§ EXERCISE PROMPT:
In the data below, substitute "search" for every "query" and keep all else unchanged. Leave the pictures out of your answer.

"""

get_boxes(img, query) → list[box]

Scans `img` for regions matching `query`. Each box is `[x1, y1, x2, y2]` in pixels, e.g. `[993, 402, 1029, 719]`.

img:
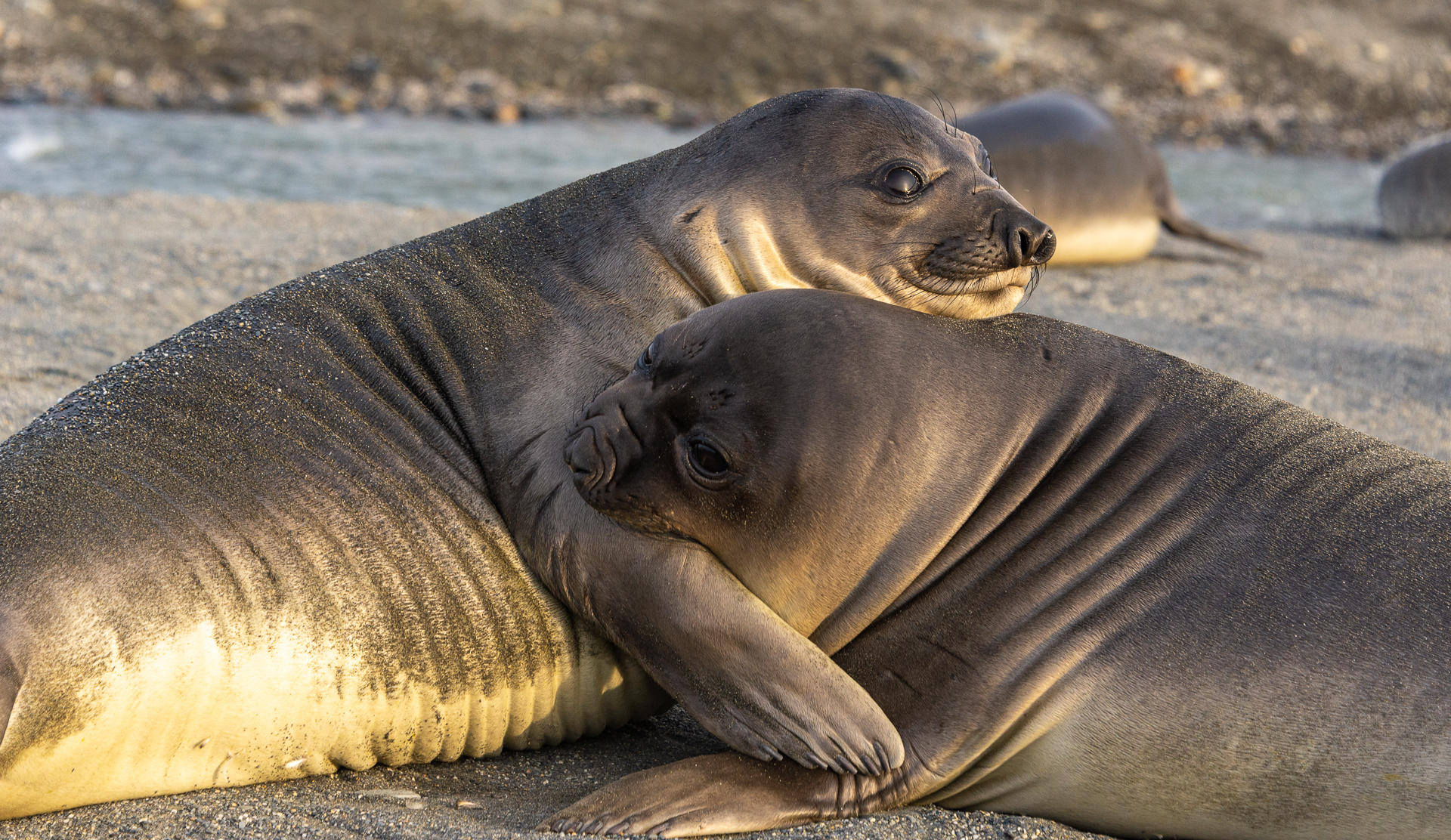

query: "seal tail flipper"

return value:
[1149, 151, 1264, 257]
[534, 753, 934, 837]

"""

§ RESULT OF THE TASK:
get_boxes(img, search) → list[box]

Scans `img` for regions matching `search`. Each box is `[x1, y1, x2, y2]` in pixels, e.g. `[993, 402, 1029, 719]`.

img:

search: "seal tail flipper"

return value:
[1149, 151, 1264, 257]
[534, 753, 934, 837]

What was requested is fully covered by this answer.